**RECORDS PROVIDED:**
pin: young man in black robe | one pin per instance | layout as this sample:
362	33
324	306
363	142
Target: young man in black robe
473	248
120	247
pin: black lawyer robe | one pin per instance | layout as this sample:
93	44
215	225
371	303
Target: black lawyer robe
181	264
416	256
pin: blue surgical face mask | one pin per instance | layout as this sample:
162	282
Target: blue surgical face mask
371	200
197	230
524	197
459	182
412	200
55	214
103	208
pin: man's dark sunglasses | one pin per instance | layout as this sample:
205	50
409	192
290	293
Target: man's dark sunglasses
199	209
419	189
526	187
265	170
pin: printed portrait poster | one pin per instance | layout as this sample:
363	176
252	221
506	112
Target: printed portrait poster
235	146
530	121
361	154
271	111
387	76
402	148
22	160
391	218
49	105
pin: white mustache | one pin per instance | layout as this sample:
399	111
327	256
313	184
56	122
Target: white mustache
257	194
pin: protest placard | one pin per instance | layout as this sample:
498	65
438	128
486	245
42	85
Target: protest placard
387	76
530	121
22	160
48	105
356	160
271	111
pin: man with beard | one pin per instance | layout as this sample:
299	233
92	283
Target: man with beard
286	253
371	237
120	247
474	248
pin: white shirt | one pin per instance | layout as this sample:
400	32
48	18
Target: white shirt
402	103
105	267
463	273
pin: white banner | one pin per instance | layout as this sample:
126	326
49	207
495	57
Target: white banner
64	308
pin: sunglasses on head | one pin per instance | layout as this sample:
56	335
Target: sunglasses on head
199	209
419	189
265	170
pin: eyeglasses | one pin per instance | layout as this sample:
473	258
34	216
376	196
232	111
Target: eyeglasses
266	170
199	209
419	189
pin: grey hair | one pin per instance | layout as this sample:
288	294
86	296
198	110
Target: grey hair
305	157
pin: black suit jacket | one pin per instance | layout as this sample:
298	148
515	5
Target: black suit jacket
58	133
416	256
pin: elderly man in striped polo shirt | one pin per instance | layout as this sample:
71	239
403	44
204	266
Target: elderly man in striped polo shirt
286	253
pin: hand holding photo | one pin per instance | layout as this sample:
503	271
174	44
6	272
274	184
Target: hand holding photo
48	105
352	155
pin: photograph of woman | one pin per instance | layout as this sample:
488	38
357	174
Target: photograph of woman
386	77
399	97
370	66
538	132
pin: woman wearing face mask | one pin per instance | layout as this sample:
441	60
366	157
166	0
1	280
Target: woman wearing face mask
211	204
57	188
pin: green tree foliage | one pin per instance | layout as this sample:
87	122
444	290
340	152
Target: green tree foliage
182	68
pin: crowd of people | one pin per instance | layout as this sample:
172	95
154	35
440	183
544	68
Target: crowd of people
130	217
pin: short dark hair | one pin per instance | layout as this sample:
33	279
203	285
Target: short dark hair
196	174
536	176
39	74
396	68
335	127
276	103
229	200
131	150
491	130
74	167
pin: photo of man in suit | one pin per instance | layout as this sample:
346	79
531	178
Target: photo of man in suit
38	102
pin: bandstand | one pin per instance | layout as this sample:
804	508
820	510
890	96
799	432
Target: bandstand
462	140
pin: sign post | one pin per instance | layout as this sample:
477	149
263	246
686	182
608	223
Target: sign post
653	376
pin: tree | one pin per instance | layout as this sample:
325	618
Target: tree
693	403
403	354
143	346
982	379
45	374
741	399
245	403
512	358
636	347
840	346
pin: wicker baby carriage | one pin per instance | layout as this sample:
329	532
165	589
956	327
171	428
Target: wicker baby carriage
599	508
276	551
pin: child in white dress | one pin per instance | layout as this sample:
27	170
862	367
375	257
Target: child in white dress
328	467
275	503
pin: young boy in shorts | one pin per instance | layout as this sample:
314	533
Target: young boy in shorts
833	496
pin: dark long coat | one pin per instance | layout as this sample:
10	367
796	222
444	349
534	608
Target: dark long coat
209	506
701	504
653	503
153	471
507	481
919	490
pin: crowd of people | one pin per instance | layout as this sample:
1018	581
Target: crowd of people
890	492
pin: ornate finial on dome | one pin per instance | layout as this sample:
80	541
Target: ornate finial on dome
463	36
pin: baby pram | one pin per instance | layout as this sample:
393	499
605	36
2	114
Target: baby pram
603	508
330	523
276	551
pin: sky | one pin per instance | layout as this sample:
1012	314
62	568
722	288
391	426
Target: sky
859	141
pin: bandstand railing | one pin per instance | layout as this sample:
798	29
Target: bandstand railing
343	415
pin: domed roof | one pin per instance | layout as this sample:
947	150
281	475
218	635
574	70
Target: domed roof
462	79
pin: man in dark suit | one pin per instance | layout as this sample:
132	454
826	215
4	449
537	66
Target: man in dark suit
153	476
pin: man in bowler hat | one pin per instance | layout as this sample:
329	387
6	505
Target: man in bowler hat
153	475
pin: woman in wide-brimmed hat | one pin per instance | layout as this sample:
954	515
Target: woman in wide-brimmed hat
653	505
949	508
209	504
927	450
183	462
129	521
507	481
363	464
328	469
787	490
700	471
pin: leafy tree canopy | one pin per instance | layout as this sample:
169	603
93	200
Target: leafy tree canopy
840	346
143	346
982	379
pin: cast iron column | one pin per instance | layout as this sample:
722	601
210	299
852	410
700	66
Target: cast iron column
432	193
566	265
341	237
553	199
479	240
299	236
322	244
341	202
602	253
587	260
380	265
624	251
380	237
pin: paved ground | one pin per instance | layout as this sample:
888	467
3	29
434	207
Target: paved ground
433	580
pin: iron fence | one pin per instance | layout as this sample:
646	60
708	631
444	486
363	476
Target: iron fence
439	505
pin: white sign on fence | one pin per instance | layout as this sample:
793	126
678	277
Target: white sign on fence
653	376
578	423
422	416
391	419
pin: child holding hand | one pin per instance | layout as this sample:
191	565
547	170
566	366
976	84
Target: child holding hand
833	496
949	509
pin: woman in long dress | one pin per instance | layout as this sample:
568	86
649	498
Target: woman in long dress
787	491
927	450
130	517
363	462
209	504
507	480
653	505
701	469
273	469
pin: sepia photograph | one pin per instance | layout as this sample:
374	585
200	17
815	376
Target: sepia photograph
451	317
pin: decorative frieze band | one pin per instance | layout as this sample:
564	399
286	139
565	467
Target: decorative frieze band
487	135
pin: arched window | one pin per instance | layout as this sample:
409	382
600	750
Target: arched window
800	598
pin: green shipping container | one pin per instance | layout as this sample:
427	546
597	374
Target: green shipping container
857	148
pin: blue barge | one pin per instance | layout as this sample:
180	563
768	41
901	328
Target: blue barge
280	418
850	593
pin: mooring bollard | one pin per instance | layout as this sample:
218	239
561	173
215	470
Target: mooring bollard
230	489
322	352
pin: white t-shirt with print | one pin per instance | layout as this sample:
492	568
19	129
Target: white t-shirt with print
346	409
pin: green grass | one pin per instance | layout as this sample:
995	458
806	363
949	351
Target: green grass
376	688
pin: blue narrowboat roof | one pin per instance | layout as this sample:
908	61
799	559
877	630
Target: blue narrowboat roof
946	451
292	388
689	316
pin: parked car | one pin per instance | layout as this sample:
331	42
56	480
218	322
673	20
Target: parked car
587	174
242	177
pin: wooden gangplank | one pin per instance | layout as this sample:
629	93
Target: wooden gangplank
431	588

**PROBLEM STATEMENT:** Quote every line of the data, word for word.

**FULL OUTPUT:**
pin: young man in black robe | one pin per instance | layout as this sample:
362	33
324	306
363	142
Target: young man in black robe
473	248
120	247
pin: black lawyer robe | one pin per instance | layout as this sample:
93	44
215	225
371	303
Target: black lawyer robe
181	264
416	256
pin: blue surgical face mask | one pin per instance | layout as this sample:
162	282
Target: blue surgical face mask
371	200
197	230
524	197
459	182
412	200
55	214
103	208
pin: man's dark sunglasses | one pin per instance | layout as this sample:
205	50
409	192
290	293
Target: man's dark sunglasses
199	209
419	189
526	187
265	170
pin: printed portrait poster | one pin per instance | layout as this sample:
363	176
252	221
506	112
Target: printed portrait poster
235	146
530	121
361	154
271	111
387	76
402	148
22	160
391	218
49	105
pin: white mustache | one pin per instance | layout as this sample:
399	111
327	256
313	184
56	122
Target: white mustache
257	194
pin: protest placard | one pin per instance | layout as this sample:
498	65
438	128
486	245
42	85
Target: protest placard
387	76
530	121
22	160
48	105
356	160
271	111
pin: man with beard | one pin per instance | layout as this sample:
299	233
92	283
Target: man with beard
286	253
371	237
120	247
474	248
pin: white shirt | one pin per instance | layout as this sample:
400	32
48	18
Target: white shirt
402	103
105	267
463	273
pin: white banner | one pin per instance | layout as this sample:
126	326
49	207
495	57
Target: white banner
64	308
pin: sunglasses on head | one pin per instance | layout as this sample:
56	335
Target: sunglasses on head
199	209
419	189
265	170
pin: eyeglasses | one pin per instance | layout as this sample:
473	258
34	216
376	196
232	111
Target: eyeglasses
266	170
199	209
419	189
pin: grey hair | one pin per instance | layout as this sample:
288	294
86	296
198	110
Target: grey hair
305	157
pin: black suit jacket | one pin per instance | layout as this sample:
298	148
515	5
Target: black suit jacket
58	133
416	256
pin: elderly man in striped polo shirt | one pin per instance | layout as this sample:
71	239
403	44
204	266
Target: elderly man in striped polo shirt
286	253
pin: hand holding photo | one pin per instance | layout as this sample:
503	271
174	44
6	272
274	184
Target: hand holding photo
48	105
352	155
pin: photograph of woman | one pin per instance | layout as this sample:
488	38
357	174
Target: photograph of woman
386	77
399	97
370	66
538	132
pin: woman wearing face mask | one pin per instance | layout as this sample:
441	60
366	157
166	0
1	280
Target: woman wearing face mask
211	204
57	188
pin: green tree foliage | one pin per instance | layout as this sample:
87	122
444	290
340	152
Target: green tree foliage
182	68
pin: crowd of people | one pin per instance | layout as this sample:
172	95
154	35
440	183
544	68
Target: crowd of people
130	217
pin: short dark hair | one pin per instance | layout as this sample:
33	279
203	285
Target: short dark hair
196	174
536	176
39	74
396	68
335	127
276	103
229	200
131	150
491	130
74	167
pin: photo of man in suit | one pin per instance | layout as this sample:
346	79
531	178
Target: photo of man in suit
38	102
pin: bandstand | one pin per instance | layout as this sample:
804	508
820	510
890	96
799	432
Target: bandstand
462	140
pin: sign post | one pin per instance | layout as this sample:
477	149
263	246
686	182
608	223
Target: sign post
653	376
pin: tree | one pin per instance | layout as this sample:
325	618
Target: tree
693	403
403	354
143	346
982	379
45	374
741	399
245	403
512	358
636	347
840	346
pin: wicker baby carriage | one pin per instance | layout as this sample:
329	532
165	589
956	327
171	428
Target: wicker baby carriage
599	508
276	551
pin: child in white dress | one pin per instance | layout as this sample:
27	170
862	367
375	257
Target: child in white dress
328	467
275	503
pin: young boy in shorts | one pin per instance | layout as this sample:
314	533
Target: young boy in shorts
833	496
pin: dark long coat | one pin per instance | layout as this sample:
10	367
796	222
444	349
534	608
Target: dark long coat
209	506
701	504
653	503
153	471
507	481
919	490
pin: crowd of people | one pin per instance | layout as this sample:
1018	581
Target: crowd of people
890	492
pin: ornate finial on dome | one pin per instance | layout as this sample:
80	541
Target: ornate finial on dome
463	36
pin: baby pram | one pin per instance | layout as this sample:
393	499
605	36
2	114
Target: baby pram
603	508
330	523
276	551
pin: sky | one pin per instance | layout as this sample:
1012	314
62	568
722	288
391	426
Target: sky
859	141
pin: bandstand railing | one pin per instance | layout as this sample:
798	29
Target: bandstand railing
343	415
pin: domed roof | one pin per instance | layout as this sample:
947	150
281	475
218	635
574	70
Target: domed roof
462	79
pin: man in dark suit | one pin per instance | layout as this sample:
132	454
826	215
4	449
537	66
Target: man in dark suit
153	476
pin: man in bowler hat | one pin per instance | layout as this sample:
329	387
6	505
Target: man in bowler hat
153	475
pin: woman in wide-brimmed hat | one pin per instance | layout as this sample:
954	515
Target: woman in wide-brimmed hat
653	505
949	508
209	504
927	450
183	462
129	521
507	481
363	464
328	469
787	490
700	471
pin: leafy tree canopy | one pin per instance | layout as this sample:
169	603
93	200
Target: leafy tree canopy
840	346
143	346
982	379
pin: cast iron column | one pin per instance | layout as this sample:
722	601
210	299
852	410
700	66
Target: cast iron column
432	193
566	265
341	237
553	199
479	240
299	236
322	244
341	202
602	253
587	260
380	265
624	251
380	237
pin: paved ground | one pin per instance | layout as this sample:
888	467
3	29
434	207
Target: paved ground
433	580
pin: iron fence | one pin per instance | layout as this sample:
646	60
708	631
444	486
363	476
Target: iron fence
439	505
pin: white sign on fence | one pin per instance | layout as this sample:
793	126
678	277
Target: white sign on fence
653	376
578	423
422	416
391	419
pin: child holding hand | one pin per instance | layout as this sample:
191	565
547	170
566	366
976	84
Target: child holding hand
833	496
949	509
pin: woman in long dress | one pin per instance | layout as this sample:
568	86
649	498
Target: woman in long dress
787	491
927	450
130	517
363	462
209	504
507	480
653	505
701	469
273	469
pin: sepia photograph | one pin per instance | layout as this sample:
374	585
200	17
815	376
Target: sepia photograph
451	317
pin: decorative frieze band | one pin per instance | layout as this sample:
564	399
286	139
565	467
Target: decorative frieze band
487	135
pin: arched window | one pin per instance | layout as this sample:
409	382
600	750
Target: arched window
800	598
pin: green shipping container | one pin per instance | layout as this sample:
427	546
597	374
Target: green shipping container
857	148
pin: blue barge | one pin per instance | layout as this sample:
180	563
768	41
901	328
Target: blue barge
280	418
850	593
pin: mooring bollard | one pin per instance | layout as this sample:
218	239
561	173
215	470
Target: mooring bollard
230	489
322	352
pin: white t-shirt with print | one pin per instance | layout as this sample:
492	568
19	129
Target: white t-shirt with print
346	409
pin: green grass | one pin per instance | layout as this sample:
995	458
806	363
949	351
Target: green grass
376	688
pin: blue narrowboat roof | one pin per instance | layout as this sample:
908	61
799	559
877	630
Target: blue narrowboat roof
946	451
292	388
689	316
pin: parked car | one pin per instance | layout as this sample:
331	42
56	480
218	322
673	20
Target: parked car
587	174
242	177
pin: wooden gangplank | one pin per instance | layout as this sample:
629	93
Target: wooden gangplank
431	588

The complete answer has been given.